• _데이터 항목_:
+++++

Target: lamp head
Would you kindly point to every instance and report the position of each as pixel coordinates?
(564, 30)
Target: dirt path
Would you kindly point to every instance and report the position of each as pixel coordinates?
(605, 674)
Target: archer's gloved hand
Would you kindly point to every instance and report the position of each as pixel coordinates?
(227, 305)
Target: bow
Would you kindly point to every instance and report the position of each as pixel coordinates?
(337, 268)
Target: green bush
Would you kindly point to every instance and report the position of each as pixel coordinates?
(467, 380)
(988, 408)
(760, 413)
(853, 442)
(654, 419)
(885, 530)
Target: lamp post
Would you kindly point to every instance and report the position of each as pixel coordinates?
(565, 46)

+++++

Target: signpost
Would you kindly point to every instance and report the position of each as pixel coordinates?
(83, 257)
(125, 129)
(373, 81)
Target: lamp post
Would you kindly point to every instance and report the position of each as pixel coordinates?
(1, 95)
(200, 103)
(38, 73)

+++++

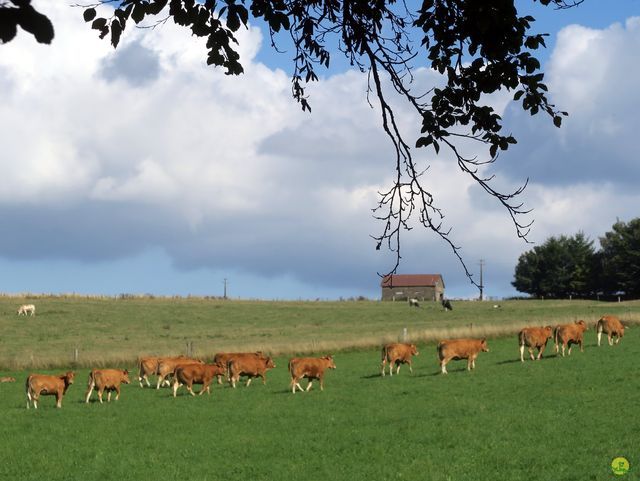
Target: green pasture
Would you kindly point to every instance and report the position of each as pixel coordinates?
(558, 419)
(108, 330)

+++++

위 항목 중 "green"라는 문자열이 들어 있는 줄이 몇 개인지 숫자만 답하세요. 대소문자는 구분합니다.

• _전체 출력_: 2